#### Selection
/---

The main thing that is wrong in your code is that you do not update the value of i so that i stays equal to 0 forever, hence you get an infinite loop.

The idea behind my suggestion to use a while`` loop was to avoid the use of the computation of the square root , which is slow (moreover, the way it is done, it involves the symbolic ring, which is very slow).

Here is a simple possibility:

squares = []
i = 0
while i*i < n:
    squares.append(i*i)
    i += 1

As you can see, i do not compute any square root. To make my point, let me define two function and compare their speed:

def slow(n):
    squares=[]
    for i in range(int(sqrt(n)+1)):
        squares.append(i*i)
    return squares

def fast(n):
    squares = []
    i = 0
    while i*i < n:
        squares.append(i*i)
        i += 1
    return squares

Now, let us benchmark:

sage: n = 95

sage: %time slow(n)
CPU times: user 12.3 ms, sys: 0 ns, total: 12.3 ms
Wall time: 11.4 ms
[0, 1, 4, 9, 16, 25, 36, 49, 64, 81]

sage: %time fast(n)

\---

#### Items
/---

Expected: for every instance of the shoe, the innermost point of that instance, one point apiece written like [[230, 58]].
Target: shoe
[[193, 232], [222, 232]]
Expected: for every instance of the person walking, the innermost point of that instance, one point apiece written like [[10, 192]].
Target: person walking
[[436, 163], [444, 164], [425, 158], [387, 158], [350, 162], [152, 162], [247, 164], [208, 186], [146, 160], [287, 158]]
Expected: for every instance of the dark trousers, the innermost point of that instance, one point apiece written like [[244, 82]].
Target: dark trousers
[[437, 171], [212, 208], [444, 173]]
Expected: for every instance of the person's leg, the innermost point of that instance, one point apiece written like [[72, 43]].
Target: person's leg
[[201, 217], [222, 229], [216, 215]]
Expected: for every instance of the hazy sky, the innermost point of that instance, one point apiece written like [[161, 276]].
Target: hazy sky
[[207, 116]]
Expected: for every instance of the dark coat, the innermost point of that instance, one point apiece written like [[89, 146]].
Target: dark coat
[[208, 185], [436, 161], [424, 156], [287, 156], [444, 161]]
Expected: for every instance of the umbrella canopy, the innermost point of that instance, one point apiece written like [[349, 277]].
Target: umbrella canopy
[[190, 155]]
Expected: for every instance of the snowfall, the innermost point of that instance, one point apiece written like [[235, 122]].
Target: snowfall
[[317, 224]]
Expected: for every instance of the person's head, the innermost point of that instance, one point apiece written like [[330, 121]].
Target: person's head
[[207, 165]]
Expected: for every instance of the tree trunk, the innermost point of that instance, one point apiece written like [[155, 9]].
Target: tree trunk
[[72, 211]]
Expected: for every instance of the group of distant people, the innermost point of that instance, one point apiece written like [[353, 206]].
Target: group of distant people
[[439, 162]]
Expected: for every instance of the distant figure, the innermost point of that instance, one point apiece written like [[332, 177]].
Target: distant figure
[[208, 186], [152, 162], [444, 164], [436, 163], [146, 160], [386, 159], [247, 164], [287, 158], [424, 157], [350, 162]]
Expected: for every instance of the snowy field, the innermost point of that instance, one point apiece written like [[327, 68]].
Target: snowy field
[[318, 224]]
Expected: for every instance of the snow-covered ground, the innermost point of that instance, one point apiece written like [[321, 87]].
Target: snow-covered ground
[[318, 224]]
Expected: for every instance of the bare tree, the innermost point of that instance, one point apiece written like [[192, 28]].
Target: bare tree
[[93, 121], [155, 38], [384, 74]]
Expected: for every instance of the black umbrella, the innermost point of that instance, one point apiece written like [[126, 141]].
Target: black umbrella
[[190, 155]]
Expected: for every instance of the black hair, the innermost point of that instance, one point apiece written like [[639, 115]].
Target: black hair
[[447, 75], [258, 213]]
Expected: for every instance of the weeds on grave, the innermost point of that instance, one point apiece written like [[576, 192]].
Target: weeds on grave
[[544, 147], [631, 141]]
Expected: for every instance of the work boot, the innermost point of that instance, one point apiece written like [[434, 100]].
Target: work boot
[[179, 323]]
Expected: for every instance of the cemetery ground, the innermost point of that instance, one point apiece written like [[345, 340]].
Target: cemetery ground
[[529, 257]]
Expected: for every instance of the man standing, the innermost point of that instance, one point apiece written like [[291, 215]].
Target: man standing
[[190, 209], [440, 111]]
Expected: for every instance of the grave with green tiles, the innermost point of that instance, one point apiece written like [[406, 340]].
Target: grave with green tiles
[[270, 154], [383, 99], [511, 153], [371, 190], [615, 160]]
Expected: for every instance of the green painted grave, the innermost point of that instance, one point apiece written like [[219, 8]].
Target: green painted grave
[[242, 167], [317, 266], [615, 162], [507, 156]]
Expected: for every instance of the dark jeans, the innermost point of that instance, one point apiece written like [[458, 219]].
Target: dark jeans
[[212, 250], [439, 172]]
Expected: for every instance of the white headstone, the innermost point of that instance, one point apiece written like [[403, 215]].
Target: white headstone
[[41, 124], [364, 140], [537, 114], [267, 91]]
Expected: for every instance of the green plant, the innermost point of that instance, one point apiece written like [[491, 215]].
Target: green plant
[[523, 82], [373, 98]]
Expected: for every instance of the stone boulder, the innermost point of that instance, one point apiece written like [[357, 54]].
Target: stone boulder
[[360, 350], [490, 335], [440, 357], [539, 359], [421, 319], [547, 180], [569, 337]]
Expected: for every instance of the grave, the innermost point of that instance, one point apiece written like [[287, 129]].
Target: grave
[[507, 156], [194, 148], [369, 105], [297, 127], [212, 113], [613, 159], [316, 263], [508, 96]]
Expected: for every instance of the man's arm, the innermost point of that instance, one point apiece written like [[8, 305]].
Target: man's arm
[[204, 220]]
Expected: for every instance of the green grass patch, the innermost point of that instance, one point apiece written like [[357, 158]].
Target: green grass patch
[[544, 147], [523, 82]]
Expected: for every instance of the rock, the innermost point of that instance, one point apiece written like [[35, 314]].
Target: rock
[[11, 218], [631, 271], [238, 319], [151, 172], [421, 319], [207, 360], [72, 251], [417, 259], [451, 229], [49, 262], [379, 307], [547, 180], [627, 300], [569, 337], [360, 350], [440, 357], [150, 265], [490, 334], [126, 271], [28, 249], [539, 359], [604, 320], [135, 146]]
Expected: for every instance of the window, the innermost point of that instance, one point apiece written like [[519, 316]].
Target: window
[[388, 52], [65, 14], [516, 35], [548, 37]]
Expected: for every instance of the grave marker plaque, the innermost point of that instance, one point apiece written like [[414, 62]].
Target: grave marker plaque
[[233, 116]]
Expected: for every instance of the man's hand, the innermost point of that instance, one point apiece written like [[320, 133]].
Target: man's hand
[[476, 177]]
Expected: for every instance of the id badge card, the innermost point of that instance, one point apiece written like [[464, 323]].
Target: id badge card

\---

#### Work instructions
Would you transcribe the stretch from "The main thing" through "an infinite loop." in the loop answer above, word for word?

#### Answer for the task
The main thing that is wrong in your code is that you do not update the value of i so that i stays equal to 0 forever, hence you get an infinite loop.